PROVIDED RECORDS:
- - - - -

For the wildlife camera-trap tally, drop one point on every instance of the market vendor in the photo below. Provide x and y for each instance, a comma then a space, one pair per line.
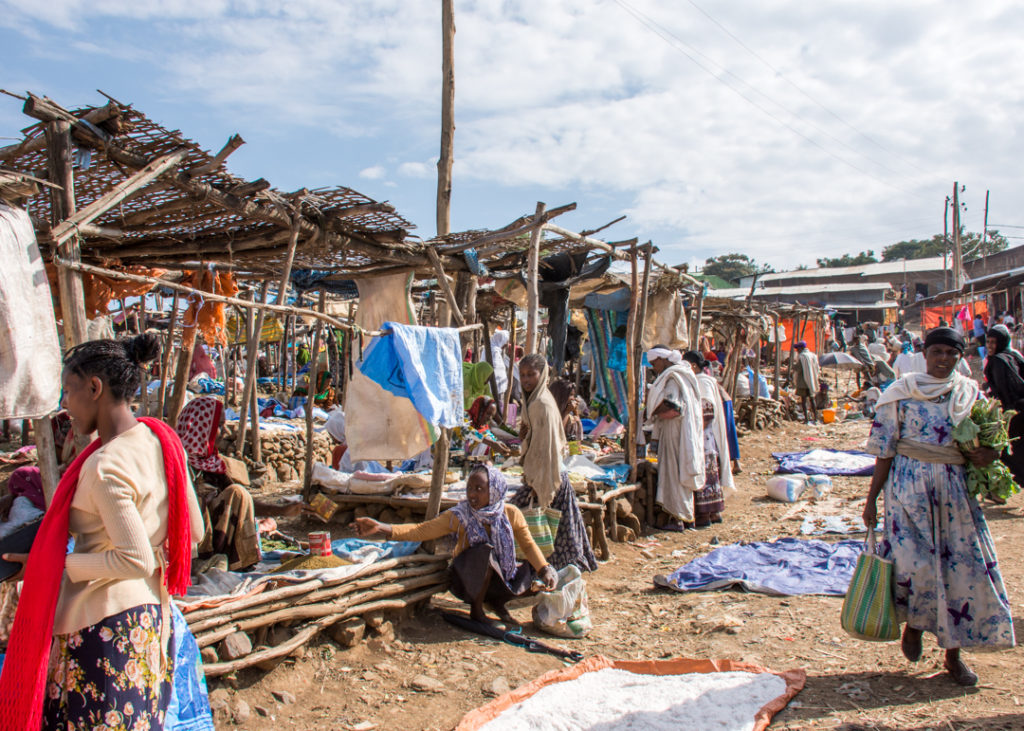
946, 574
486, 531
476, 430
547, 483
228, 512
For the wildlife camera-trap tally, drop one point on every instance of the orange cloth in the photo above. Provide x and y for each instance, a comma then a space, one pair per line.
100, 291
209, 315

- - - - -

Rewrite the records above with every "photo" changed to "image" and everything else unchanged. Leave the pictures out.

OUTPUT OF THE TASK:
For the wildlife camera-trap tally, drop one point on every instance of the market vendor in the image below. Provide x and y for each instance, a comma then a space, one pair per line.
946, 574
486, 531
476, 430
547, 483
228, 512
For the wildlife camera-trap tally, drop one point on every instance of the orange cloth in the image above. Provide x and y for each instance, a comma then a space, one pair per line.
100, 291
209, 315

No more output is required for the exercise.